#### DATOS DE ENTRADA:

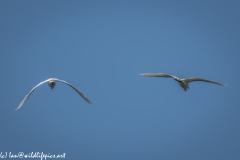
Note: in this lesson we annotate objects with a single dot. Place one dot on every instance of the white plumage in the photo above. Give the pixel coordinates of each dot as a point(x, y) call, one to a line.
point(52, 83)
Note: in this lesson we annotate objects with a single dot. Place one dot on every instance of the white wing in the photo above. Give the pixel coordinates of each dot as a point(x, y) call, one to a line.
point(79, 92)
point(204, 80)
point(27, 96)
point(158, 75)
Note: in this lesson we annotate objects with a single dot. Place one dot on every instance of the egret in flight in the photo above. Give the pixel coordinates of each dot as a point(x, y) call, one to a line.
point(52, 82)
point(182, 82)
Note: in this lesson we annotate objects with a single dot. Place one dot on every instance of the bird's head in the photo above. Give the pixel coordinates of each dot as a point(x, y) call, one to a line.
point(51, 84)
point(176, 79)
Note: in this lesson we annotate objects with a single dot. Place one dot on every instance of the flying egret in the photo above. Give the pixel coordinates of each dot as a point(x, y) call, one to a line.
point(182, 82)
point(52, 82)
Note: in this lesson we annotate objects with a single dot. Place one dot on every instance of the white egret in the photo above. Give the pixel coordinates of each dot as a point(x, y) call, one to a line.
point(52, 82)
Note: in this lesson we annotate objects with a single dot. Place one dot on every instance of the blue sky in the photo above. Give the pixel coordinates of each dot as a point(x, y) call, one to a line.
point(100, 48)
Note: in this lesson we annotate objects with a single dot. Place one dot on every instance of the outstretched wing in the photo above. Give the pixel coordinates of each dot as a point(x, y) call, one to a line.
point(204, 80)
point(79, 92)
point(158, 75)
point(27, 96)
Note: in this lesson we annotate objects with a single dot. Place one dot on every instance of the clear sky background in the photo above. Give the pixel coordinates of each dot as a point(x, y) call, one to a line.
point(101, 47)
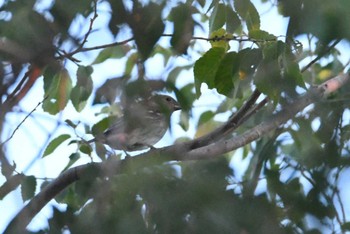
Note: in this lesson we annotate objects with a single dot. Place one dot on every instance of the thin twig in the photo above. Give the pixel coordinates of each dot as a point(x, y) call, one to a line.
point(20, 124)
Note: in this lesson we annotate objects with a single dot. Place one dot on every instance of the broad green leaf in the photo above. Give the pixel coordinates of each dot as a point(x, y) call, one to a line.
point(119, 16)
point(72, 159)
point(261, 35)
point(249, 60)
point(147, 26)
point(206, 67)
point(28, 186)
point(232, 20)
point(86, 149)
point(268, 79)
point(55, 143)
point(220, 38)
point(249, 13)
point(82, 91)
point(217, 18)
point(114, 52)
point(10, 184)
point(102, 125)
point(228, 69)
point(57, 87)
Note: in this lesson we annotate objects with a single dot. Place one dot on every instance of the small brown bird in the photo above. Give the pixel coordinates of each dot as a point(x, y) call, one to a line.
point(144, 123)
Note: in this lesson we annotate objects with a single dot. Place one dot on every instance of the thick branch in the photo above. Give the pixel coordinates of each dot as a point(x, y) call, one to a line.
point(313, 95)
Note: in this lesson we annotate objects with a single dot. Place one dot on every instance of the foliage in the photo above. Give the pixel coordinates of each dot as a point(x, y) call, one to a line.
point(294, 170)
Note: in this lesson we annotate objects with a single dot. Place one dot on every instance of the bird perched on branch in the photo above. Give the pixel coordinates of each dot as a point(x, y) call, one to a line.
point(144, 123)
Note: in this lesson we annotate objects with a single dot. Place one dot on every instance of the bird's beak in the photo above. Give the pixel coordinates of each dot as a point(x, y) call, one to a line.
point(177, 107)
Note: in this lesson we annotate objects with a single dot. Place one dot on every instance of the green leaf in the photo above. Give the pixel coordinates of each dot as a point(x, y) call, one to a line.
point(220, 38)
point(28, 186)
point(345, 226)
point(147, 26)
point(183, 27)
point(232, 20)
point(55, 143)
point(86, 149)
point(119, 16)
point(205, 117)
point(72, 159)
point(114, 52)
point(57, 87)
point(261, 35)
point(10, 184)
point(82, 91)
point(206, 67)
point(217, 18)
point(212, 4)
point(249, 13)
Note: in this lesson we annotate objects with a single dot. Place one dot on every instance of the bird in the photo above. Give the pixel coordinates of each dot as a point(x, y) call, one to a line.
point(143, 124)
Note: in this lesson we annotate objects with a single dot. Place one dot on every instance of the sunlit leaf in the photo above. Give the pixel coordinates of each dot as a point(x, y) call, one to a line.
point(51, 147)
point(28, 186)
point(57, 88)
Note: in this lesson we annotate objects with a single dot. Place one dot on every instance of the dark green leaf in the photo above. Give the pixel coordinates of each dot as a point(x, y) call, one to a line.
point(57, 87)
point(218, 17)
point(232, 20)
point(28, 186)
point(227, 73)
point(119, 16)
point(249, 13)
point(82, 91)
point(72, 159)
point(64, 12)
point(147, 26)
point(55, 143)
point(206, 67)
point(114, 52)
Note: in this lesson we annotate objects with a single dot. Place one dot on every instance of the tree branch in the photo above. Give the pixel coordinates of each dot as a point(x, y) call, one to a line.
point(174, 152)
point(288, 112)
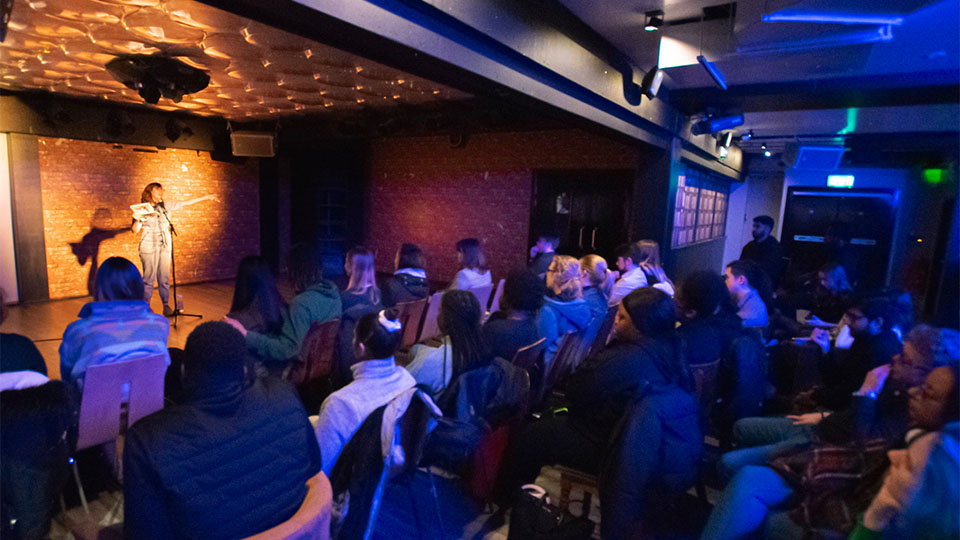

#### POR HACER:
¿Cuántas líneas de los registros anteriores contienen la palabra "green"? Responde solo con el número.

#### SOLUCIÓN DEL EJERCICIO:
3